* _Using the information_
A) Reproduce the part of the Jumbo note starting with "ALPHA FINANCE- Jumbo: Cash" and going on through "store rollout plan.".
B) Give every euro amount that appears in the Alpha Finance note on Jumbo.
C) Extend the Alpha Finance note on Jumbo past its final sentence.

* _Extract provided_
BEGIN

ALPHA FINANCE- Jumbo: Cash shield against coronavirus

Jumbo

Cash shield against coronavirus
We lower Jumbo’s target price to €19.6/share (+39% total upside) from €25.4 previously, mainly on valuation grounds. We increase our WACC assumption to 8.6% from 6.5% previously, in order to account for the increase in the 10-year bond yields in the countries that Jumbo operates in (mainly due to the COVID-19 pandemic). Note that the majority of Jumbo’s physical store network was closed for c2 months, due to the coronavirus spread, thus we revisit our 2020 estimates. That said, we reiterate our ‘Buy’ rating on Jumbo, mainly based on its solid fundamentals that lead to considerable net cash position, while we believe that sales can rebound quickly on the back of the company’s store rollout plan.
Strong FY’19 results 
Jumbo recently released a strong set of FY’19 results (financial year that started on July 1, 2019 and completed on December 31, 2019), with net cash standing at €331mn. EBITDA settled at €161mn, up 15% yoy, mirroring top-line growth, while net profit reached €113mn, up 15% yoy. Gross margin rose by 30bps, standing at 51.1%, while EBITDA margin increased by c200bps, despite the strengthening of the USD against the EUR. Note that Jumbo had pre-announced the sales figure, which came in 7.5% higher yoy at €513mn.

END

(Referring expression listing)
BEGIN

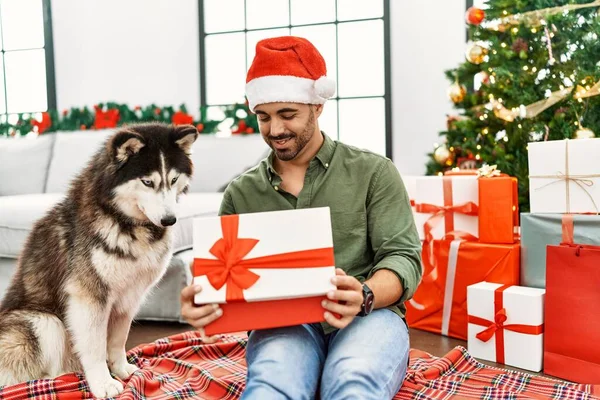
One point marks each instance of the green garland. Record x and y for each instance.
(111, 115)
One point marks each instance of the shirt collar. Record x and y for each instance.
(324, 155)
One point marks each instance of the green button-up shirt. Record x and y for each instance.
(372, 222)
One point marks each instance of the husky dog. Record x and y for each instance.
(89, 262)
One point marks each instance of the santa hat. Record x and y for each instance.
(288, 69)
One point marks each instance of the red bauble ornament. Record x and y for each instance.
(181, 118)
(475, 15)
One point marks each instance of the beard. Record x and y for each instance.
(297, 142)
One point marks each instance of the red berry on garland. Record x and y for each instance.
(475, 16)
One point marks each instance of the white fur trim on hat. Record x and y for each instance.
(288, 89)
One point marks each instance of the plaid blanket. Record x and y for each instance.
(181, 367)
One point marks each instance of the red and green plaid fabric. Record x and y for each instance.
(181, 367)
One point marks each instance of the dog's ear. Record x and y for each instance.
(124, 144)
(185, 136)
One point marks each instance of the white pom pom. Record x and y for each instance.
(324, 87)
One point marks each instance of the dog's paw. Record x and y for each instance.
(124, 371)
(106, 388)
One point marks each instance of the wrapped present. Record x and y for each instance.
(498, 196)
(506, 324)
(410, 182)
(451, 205)
(541, 230)
(564, 176)
(439, 304)
(571, 348)
(262, 275)
(479, 204)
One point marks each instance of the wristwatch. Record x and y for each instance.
(368, 301)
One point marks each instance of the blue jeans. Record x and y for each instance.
(365, 360)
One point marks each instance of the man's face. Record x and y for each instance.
(286, 127)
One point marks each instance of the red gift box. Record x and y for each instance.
(439, 304)
(498, 205)
(571, 349)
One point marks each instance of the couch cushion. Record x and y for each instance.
(19, 213)
(24, 164)
(71, 153)
(218, 160)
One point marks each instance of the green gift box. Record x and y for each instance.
(541, 230)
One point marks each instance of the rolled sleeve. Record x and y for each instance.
(392, 231)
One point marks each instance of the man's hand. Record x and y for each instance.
(199, 316)
(349, 296)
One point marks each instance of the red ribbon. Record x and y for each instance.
(568, 228)
(497, 327)
(447, 212)
(232, 269)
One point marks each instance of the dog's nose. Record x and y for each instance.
(168, 220)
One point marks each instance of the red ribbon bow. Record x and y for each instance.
(497, 327)
(231, 269)
(446, 212)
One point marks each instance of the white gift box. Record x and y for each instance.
(524, 311)
(276, 232)
(564, 176)
(464, 189)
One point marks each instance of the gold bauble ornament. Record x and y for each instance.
(584, 133)
(476, 53)
(457, 92)
(441, 154)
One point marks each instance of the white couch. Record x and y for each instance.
(35, 173)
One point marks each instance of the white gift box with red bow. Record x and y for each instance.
(265, 269)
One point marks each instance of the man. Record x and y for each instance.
(363, 353)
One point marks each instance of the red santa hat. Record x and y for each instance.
(288, 69)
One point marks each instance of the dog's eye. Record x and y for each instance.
(147, 182)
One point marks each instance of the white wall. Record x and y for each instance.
(143, 51)
(128, 51)
(427, 37)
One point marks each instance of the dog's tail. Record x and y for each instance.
(32, 346)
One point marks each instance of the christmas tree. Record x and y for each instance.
(532, 73)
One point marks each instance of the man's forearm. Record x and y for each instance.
(386, 287)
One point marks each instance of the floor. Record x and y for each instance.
(145, 332)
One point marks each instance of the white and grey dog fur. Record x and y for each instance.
(89, 262)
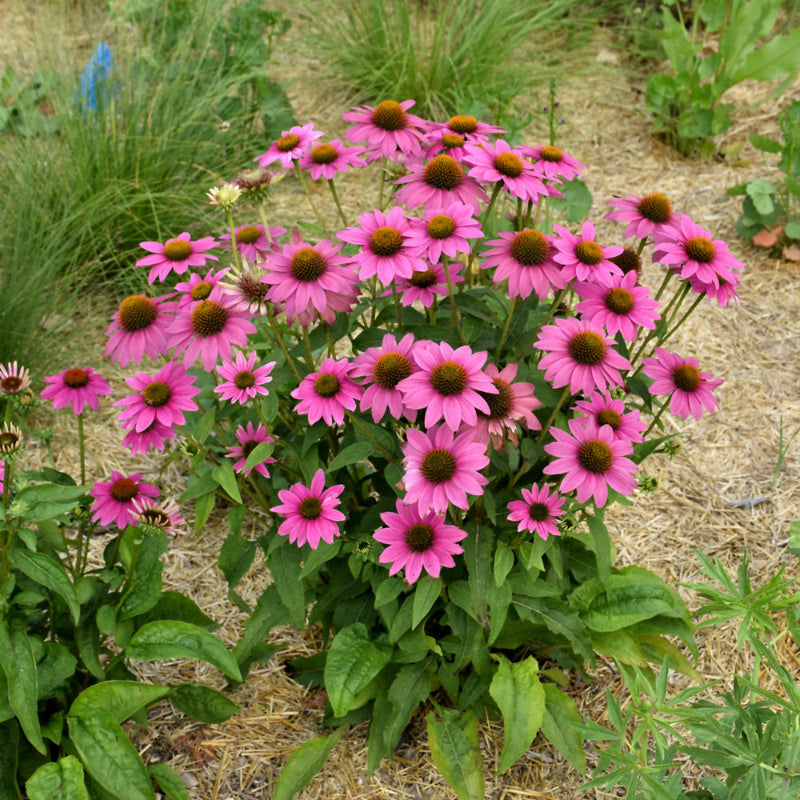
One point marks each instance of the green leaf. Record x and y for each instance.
(454, 749)
(63, 780)
(108, 754)
(304, 764)
(172, 639)
(122, 699)
(353, 661)
(48, 573)
(520, 697)
(168, 781)
(19, 665)
(203, 703)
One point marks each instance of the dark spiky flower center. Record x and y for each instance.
(390, 369)
(244, 379)
(589, 253)
(386, 241)
(249, 234)
(287, 142)
(686, 378)
(609, 417)
(177, 250)
(530, 248)
(136, 313)
(307, 264)
(550, 153)
(463, 124)
(595, 456)
(655, 207)
(157, 394)
(123, 490)
(619, 301)
(390, 116)
(587, 348)
(438, 466)
(508, 164)
(443, 172)
(448, 378)
(209, 318)
(327, 385)
(324, 154)
(76, 378)
(500, 404)
(441, 226)
(423, 279)
(700, 249)
(419, 537)
(200, 291)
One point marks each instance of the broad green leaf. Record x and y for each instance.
(304, 764)
(108, 754)
(62, 779)
(122, 699)
(354, 659)
(19, 665)
(519, 695)
(168, 781)
(203, 703)
(455, 752)
(173, 639)
(48, 573)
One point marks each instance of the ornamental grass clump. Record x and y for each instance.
(425, 416)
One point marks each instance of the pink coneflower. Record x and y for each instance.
(623, 306)
(384, 367)
(512, 404)
(243, 379)
(252, 241)
(499, 163)
(328, 393)
(76, 386)
(538, 511)
(164, 515)
(113, 500)
(552, 163)
(208, 328)
(442, 468)
(248, 439)
(591, 460)
(602, 409)
(325, 160)
(176, 255)
(13, 378)
(525, 259)
(162, 397)
(681, 378)
(445, 231)
(645, 215)
(579, 355)
(689, 249)
(438, 183)
(422, 287)
(310, 513)
(448, 385)
(290, 146)
(582, 258)
(388, 129)
(305, 277)
(385, 250)
(139, 328)
(417, 541)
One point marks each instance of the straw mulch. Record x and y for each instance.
(714, 495)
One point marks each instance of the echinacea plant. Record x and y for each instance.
(448, 399)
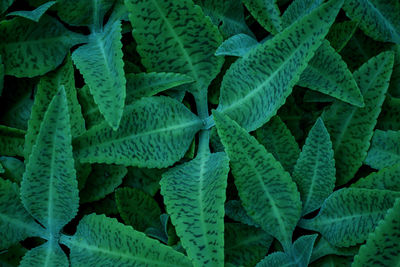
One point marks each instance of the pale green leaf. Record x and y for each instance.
(15, 223)
(102, 181)
(34, 15)
(154, 132)
(49, 190)
(350, 214)
(266, 190)
(384, 150)
(100, 241)
(314, 172)
(100, 62)
(279, 141)
(194, 194)
(31, 49)
(377, 18)
(246, 94)
(245, 245)
(351, 128)
(137, 208)
(179, 38)
(383, 245)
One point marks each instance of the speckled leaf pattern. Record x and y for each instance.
(257, 85)
(100, 62)
(383, 245)
(49, 190)
(351, 128)
(154, 132)
(47, 255)
(349, 215)
(15, 223)
(46, 90)
(377, 18)
(194, 194)
(267, 13)
(101, 241)
(31, 49)
(245, 245)
(385, 179)
(384, 150)
(266, 190)
(11, 141)
(102, 181)
(34, 15)
(314, 172)
(137, 208)
(176, 36)
(328, 73)
(279, 141)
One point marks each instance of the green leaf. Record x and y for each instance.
(328, 73)
(377, 18)
(154, 132)
(31, 49)
(100, 62)
(194, 194)
(46, 90)
(349, 215)
(137, 208)
(34, 15)
(245, 245)
(385, 179)
(11, 141)
(384, 150)
(266, 190)
(267, 13)
(351, 128)
(48, 255)
(179, 38)
(101, 241)
(314, 172)
(102, 181)
(279, 141)
(49, 190)
(246, 96)
(383, 245)
(15, 223)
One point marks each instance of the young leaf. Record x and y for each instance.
(266, 190)
(279, 141)
(246, 94)
(349, 215)
(194, 194)
(33, 15)
(100, 62)
(267, 13)
(137, 208)
(383, 245)
(15, 223)
(101, 241)
(377, 18)
(245, 245)
(328, 73)
(48, 254)
(178, 38)
(351, 128)
(49, 190)
(154, 132)
(314, 172)
(48, 38)
(102, 181)
(384, 150)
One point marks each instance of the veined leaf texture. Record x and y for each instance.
(199, 133)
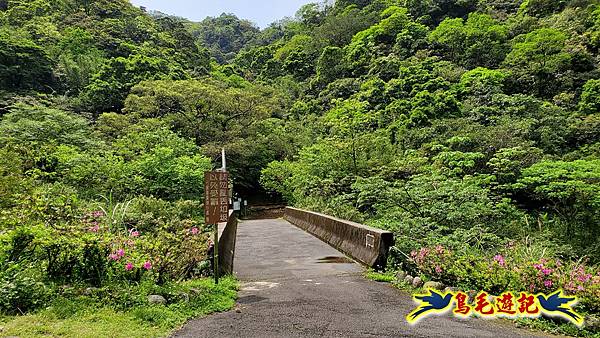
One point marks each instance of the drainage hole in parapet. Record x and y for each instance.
(335, 260)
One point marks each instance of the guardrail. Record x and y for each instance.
(367, 245)
(227, 238)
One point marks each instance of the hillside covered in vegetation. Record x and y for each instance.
(469, 128)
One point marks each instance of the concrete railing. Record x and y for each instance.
(227, 236)
(367, 245)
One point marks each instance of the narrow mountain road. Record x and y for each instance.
(294, 285)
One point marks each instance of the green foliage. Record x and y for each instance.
(536, 58)
(24, 64)
(35, 125)
(224, 35)
(589, 103)
(480, 41)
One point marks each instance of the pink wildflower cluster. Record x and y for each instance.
(500, 260)
(93, 220)
(134, 233)
(579, 280)
(545, 274)
(432, 260)
(116, 256)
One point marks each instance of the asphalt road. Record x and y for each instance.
(294, 285)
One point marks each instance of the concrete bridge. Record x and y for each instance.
(295, 285)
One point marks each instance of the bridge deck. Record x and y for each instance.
(294, 285)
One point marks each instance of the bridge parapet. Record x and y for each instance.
(227, 239)
(369, 246)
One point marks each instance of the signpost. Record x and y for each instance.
(216, 205)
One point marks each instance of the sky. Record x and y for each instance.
(261, 12)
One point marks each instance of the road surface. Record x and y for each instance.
(294, 285)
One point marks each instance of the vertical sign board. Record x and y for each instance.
(216, 207)
(216, 201)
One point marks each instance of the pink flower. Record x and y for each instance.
(584, 278)
(500, 260)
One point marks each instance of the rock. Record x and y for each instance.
(400, 275)
(433, 285)
(157, 299)
(592, 323)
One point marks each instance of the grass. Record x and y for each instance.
(85, 317)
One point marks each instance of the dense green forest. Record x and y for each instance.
(469, 128)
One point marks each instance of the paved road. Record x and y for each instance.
(294, 285)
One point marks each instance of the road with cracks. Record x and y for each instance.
(294, 285)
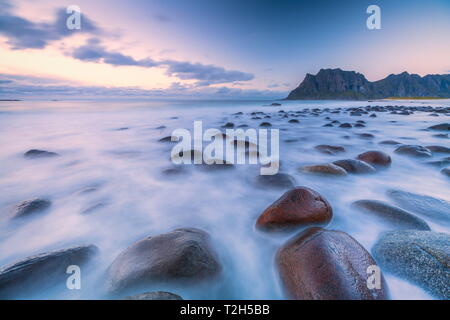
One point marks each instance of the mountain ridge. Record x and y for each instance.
(333, 84)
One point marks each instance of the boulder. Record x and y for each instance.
(300, 206)
(321, 264)
(355, 166)
(326, 169)
(181, 256)
(396, 217)
(421, 257)
(33, 276)
(433, 208)
(413, 151)
(375, 158)
(155, 295)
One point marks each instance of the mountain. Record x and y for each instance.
(330, 84)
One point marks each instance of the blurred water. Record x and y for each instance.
(112, 146)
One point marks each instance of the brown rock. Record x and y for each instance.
(376, 158)
(300, 206)
(321, 264)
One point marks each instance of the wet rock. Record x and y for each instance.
(430, 207)
(421, 257)
(326, 169)
(390, 142)
(300, 206)
(355, 166)
(438, 149)
(321, 264)
(276, 181)
(35, 153)
(329, 149)
(155, 295)
(181, 256)
(375, 158)
(413, 151)
(441, 127)
(29, 207)
(396, 217)
(35, 275)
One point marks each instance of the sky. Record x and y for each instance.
(237, 49)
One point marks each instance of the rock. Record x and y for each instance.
(181, 256)
(441, 126)
(327, 168)
(390, 142)
(434, 208)
(300, 206)
(276, 181)
(228, 125)
(438, 149)
(328, 149)
(34, 153)
(155, 295)
(355, 166)
(35, 275)
(413, 150)
(398, 218)
(323, 264)
(446, 171)
(375, 158)
(29, 207)
(421, 257)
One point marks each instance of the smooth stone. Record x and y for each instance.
(421, 257)
(329, 149)
(321, 264)
(181, 256)
(396, 217)
(300, 206)
(414, 151)
(327, 169)
(430, 207)
(29, 207)
(155, 295)
(276, 181)
(355, 166)
(34, 275)
(35, 153)
(375, 158)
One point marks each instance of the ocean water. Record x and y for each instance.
(111, 149)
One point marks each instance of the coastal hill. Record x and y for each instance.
(336, 84)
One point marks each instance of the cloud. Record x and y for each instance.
(93, 51)
(22, 33)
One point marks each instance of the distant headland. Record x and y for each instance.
(336, 84)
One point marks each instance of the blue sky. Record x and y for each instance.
(203, 48)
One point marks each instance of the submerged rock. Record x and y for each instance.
(398, 218)
(321, 264)
(422, 257)
(355, 166)
(414, 151)
(35, 275)
(375, 158)
(329, 149)
(35, 153)
(434, 208)
(155, 295)
(29, 207)
(300, 206)
(327, 168)
(180, 256)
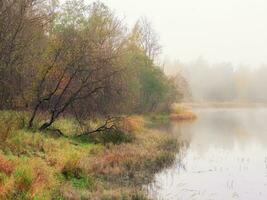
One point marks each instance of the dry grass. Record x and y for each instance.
(38, 166)
(181, 113)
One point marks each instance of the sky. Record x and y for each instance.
(217, 30)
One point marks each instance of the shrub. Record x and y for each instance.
(114, 136)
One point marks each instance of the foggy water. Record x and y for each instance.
(224, 157)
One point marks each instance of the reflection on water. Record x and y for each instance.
(226, 158)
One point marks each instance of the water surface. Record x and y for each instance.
(224, 156)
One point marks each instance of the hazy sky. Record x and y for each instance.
(218, 30)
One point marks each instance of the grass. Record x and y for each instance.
(181, 113)
(111, 165)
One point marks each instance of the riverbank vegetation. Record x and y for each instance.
(109, 165)
(74, 83)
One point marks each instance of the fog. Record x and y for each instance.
(219, 30)
(221, 82)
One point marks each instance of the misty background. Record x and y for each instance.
(221, 45)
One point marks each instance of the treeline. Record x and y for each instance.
(78, 59)
(224, 82)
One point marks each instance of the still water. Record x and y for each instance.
(223, 156)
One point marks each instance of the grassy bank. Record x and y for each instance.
(109, 165)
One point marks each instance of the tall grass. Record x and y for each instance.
(109, 165)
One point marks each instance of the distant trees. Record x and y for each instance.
(77, 59)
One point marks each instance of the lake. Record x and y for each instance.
(223, 156)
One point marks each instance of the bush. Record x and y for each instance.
(114, 136)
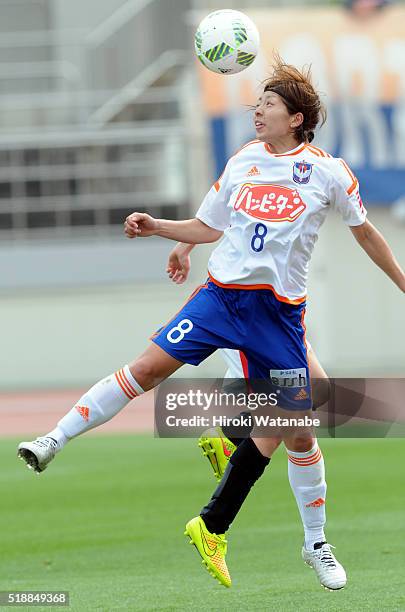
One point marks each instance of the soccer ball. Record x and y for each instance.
(227, 42)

END

* _Answers given_
A)
ALPHA FINANCE- Jumbo: Cash shield against coronavirus

Jumbo

Cash shield against coronavirus
We lower Jumbo’s target price to €19.6/share (+39% total upside) from €25.4 previously, mainly on valuation grounds. We increase our WACC assumption to 8.6% from 6.5% previously, in order to account for the increase in the 10-year bond yields in the countries that Jumbo operates in (mainly due to the COVID-19 pandemic). Note that the majority of Jumbo’s physical store network was closed for c2 months, due to the coronavirus spread, thus we revisit our 2020 estimates. That said, we reiterate our ‘Buy’ rating on Jumbo, mainly based on its solid fundamentals that lead to considerable net cash position, while we believe that sales can rebound quickly on the back of the company’s store rollout plan.

B)
- €19.6/share
- €25.4
- €331mn
- €161mn
- €113mn
- €513mn

C)
COVID-19 impact 
According to the management, Easter season traditionally accounts for 12% of annual sales, while each month of the lockdown (except for September and December) accounts for c5% of total. Additionally, the company expects a hit in consumption in most of 2020 due to the pandemic (EC’s latest forecasts call for 9.7% GDP contraction). As a result, there could be delays regarding the opening of stores in 2020, but the group will not deviate from its long-term network expansion strategy. On the other hand, the management clarified that the rent on their leased stores (c40% of total network) is defined as a percentage of turnover, implying no rent paid during lockdown. Finally, the dividend policy remains unchanged, but the management warned that 2020 should be considered a lost year.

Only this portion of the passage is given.